_Work task_
The pictures are to be omitted when the entries are reproduced exactly.

Stored dataset items
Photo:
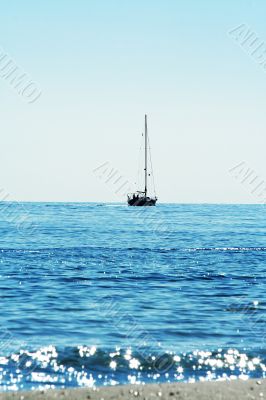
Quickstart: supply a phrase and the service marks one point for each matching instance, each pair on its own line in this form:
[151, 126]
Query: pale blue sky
[103, 64]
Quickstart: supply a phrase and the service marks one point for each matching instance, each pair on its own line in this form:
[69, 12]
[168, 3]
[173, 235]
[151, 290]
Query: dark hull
[142, 202]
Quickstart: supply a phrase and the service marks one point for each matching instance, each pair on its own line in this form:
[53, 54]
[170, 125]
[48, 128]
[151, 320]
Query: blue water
[100, 294]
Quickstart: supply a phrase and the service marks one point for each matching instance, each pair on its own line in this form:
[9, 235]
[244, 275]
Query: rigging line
[149, 147]
[139, 163]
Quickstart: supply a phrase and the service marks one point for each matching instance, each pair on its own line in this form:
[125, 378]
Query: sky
[101, 65]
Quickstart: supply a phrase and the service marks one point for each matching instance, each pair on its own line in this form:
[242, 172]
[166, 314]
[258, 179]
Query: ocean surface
[105, 294]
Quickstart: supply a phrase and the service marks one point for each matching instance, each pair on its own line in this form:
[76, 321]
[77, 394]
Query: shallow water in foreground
[107, 294]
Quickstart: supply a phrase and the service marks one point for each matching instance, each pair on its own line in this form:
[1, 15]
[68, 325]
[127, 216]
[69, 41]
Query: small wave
[51, 367]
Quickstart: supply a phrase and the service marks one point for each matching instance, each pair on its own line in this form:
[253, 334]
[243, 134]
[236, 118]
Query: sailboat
[141, 198]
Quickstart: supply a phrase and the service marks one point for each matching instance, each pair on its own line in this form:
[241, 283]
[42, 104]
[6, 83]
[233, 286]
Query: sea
[99, 294]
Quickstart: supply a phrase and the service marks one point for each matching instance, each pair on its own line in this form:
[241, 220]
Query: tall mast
[146, 154]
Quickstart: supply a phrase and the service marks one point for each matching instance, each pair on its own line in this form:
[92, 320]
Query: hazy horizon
[101, 66]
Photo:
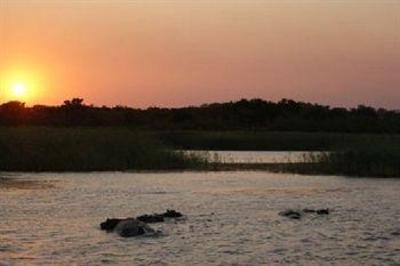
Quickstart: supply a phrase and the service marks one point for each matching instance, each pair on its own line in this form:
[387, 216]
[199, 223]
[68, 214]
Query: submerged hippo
[127, 227]
[291, 214]
[298, 214]
[159, 217]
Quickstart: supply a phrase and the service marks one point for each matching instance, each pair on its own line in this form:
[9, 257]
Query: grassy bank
[373, 160]
[268, 141]
[86, 149]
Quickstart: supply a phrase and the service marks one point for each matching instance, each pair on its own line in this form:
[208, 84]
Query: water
[232, 219]
[253, 156]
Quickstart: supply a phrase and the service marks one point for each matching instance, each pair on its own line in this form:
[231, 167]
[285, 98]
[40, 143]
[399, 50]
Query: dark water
[232, 219]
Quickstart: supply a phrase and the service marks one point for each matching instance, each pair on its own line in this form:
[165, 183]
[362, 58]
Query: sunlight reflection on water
[232, 219]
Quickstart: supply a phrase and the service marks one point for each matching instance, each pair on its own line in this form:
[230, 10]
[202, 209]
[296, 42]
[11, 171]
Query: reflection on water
[254, 156]
[232, 219]
[12, 183]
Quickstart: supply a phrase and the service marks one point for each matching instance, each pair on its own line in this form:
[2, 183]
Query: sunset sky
[176, 53]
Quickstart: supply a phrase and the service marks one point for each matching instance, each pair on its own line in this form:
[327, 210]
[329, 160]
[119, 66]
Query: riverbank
[42, 149]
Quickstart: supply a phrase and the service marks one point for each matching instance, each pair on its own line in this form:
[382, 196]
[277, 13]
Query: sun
[19, 90]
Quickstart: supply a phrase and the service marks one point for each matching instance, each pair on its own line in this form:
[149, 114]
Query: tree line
[253, 114]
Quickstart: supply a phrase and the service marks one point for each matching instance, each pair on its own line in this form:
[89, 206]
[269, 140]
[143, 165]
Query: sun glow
[19, 90]
[20, 85]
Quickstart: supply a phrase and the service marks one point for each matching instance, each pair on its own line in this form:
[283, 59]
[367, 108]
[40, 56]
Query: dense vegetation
[248, 115]
[77, 137]
[85, 149]
[381, 159]
[269, 141]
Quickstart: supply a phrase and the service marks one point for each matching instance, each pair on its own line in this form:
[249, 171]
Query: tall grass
[86, 149]
[379, 159]
[264, 140]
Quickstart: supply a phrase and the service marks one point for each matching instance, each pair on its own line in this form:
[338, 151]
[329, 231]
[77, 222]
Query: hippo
[159, 217]
[291, 214]
[127, 227]
[133, 227]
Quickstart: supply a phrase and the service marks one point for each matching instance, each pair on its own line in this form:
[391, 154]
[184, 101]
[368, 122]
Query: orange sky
[174, 53]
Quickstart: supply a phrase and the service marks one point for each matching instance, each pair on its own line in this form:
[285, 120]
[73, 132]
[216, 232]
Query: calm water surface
[232, 219]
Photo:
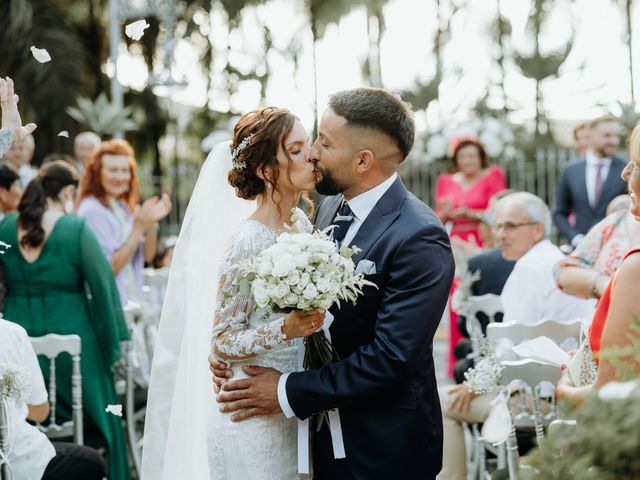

_Task output_
Photo:
Quickstart: supply a phrase and the service marks one point for each matching instance, each pair on its own line in this form:
[151, 126]
Query: pale blue sky
[103, 64]
Quickstart: supply a phrase and the service marks one point for each matching instance, each pair on its own line in this form:
[69, 12]
[168, 3]
[173, 235]
[151, 290]
Query: dark hull
[142, 202]
Quickstart: supply a phrase and the service marks one point for each matching instance, each pair on its own line in this form:
[53, 54]
[170, 125]
[48, 128]
[151, 320]
Query: blue water
[100, 294]
Quickstart: supply a phrase and the service marks one point for each matching instance, each pair on its own line in this form:
[9, 235]
[244, 275]
Query: rigging line
[149, 147]
[139, 163]
Quickstart: supply a phrase and the service marks one point for each matching instance, each pair on its own line in this form:
[125, 378]
Query: sky
[101, 65]
Quickstart: supply a phrase and the service marks one point for each matching instance, each pair on its own line in this form:
[242, 172]
[166, 314]
[258, 179]
Query: ocean surface
[105, 294]
Quickstart: supply a phrase and the service marks one point for each matching instance, each pair on its own line in this form:
[76, 321]
[77, 394]
Query: shallow water in foreground
[107, 294]
Quickstart: supply a phrase and the service marks one point for each matching instance, each pair on its own line in this form:
[1, 15]
[68, 325]
[127, 216]
[69, 41]
Query: small wave
[51, 367]
Quickstart: supply a phrase and the service marks one point for each matching instance, each pair on its own line in this form:
[253, 334]
[243, 134]
[236, 118]
Query: sailboat
[141, 198]
Quickstart: supply a phrase and the service marks one point for each matching instance, each pair on its own line in this form:
[241, 283]
[42, 104]
[6, 83]
[233, 286]
Query: sea
[99, 294]
Quickstart: supply a phrase and the service marks one point for each matching instance, each pair on its own line in this form:
[241, 220]
Query: tall mast
[146, 154]
Quickstart: supply a phrase and the service marks one point for each matching instance, each pair on its own line in this form:
[92, 320]
Query: hazy horizon
[101, 66]
Photo:
Quickstart: supply a phrase and the service marks one point for each matching instance, each pair on its own line in this form:
[387, 216]
[199, 223]
[68, 214]
Query: submerged hippo
[127, 227]
[291, 214]
[298, 214]
[159, 217]
Quickstart: supply a phrase and the service marks one point for each matching instance, each pair on its own line in this form:
[9, 257]
Query: grassy bank
[373, 160]
[268, 141]
[86, 149]
Quickstart: supply a phrase and the service marks one point for each matching instance, each pair on its own line in this form:
[208, 84]
Query: water
[232, 219]
[253, 156]
Quickstart: supply a phrase and the service marks one point for each matching instance, each pair on its own line in this form:
[231, 167]
[285, 98]
[40, 143]
[399, 50]
Query: dark water
[232, 219]
Quickstart: supply a phrase and the service marks one point for each matching instance, each pair on its own line in this form:
[165, 183]
[362, 58]
Query: sunlight reflection on water
[232, 219]
Quickstart: supply a phrase and the service marks one point for each matching instance, each pair on its own line in this form:
[230, 10]
[202, 209]
[296, 42]
[11, 171]
Query: reflection on water
[254, 156]
[232, 219]
[12, 183]
Quickstart: supply a phrase and the service marks one point for each matching instance, each pair on its own line in this form:
[2, 183]
Query: sunset sky
[176, 53]
Quickstart: supply a phrase and the service marks one point for each matching instance, each pair on its own line in this form:
[327, 210]
[329, 160]
[119, 66]
Query: riverbank
[42, 149]
Quickstart: supply a phrase and the service marks one point for each matching instance, each pair on its own line in this form:
[382, 196]
[277, 13]
Query: sun
[19, 90]
Quickstart: supply a phrase and the service marks one point for each matching instance, each pair on its own line in this form:
[149, 114]
Query: tree line
[253, 114]
Quickstart: supply a phrase and the service marks one point for each matching instance, each pair on its own line in this form:
[89, 206]
[269, 140]
[143, 165]
Query: sun glow
[19, 90]
[20, 85]
Quickstart: supply a phrase and the service marks one point for each matching instance, each pair on its own line in this form:
[283, 59]
[367, 108]
[40, 56]
Query: dense vegetation
[248, 115]
[77, 137]
[85, 149]
[381, 159]
[269, 141]
Quickstart: supply a phrase and the service marks one point for each matching instance, each pair on its own line in this form:
[249, 171]
Query: tall grass
[86, 149]
[379, 159]
[264, 140]
Quickstart: supply a phrase and the service marks one point for each matching instance, each pair on its own line in this form:
[338, 151]
[329, 231]
[77, 222]
Query: hippo
[159, 217]
[291, 214]
[127, 227]
[133, 227]
Quickstart: supply a phrase and the service marks one point for each matching instance, each pair on its own line in this form:
[391, 154]
[184, 101]
[368, 122]
Query: orange sky
[174, 53]
Quickstart: supply a phrase and the service marks one point for each matching instance, each pair on its own line in this form:
[285, 120]
[73, 132]
[216, 232]
Query: calm water surface
[232, 219]
Photo:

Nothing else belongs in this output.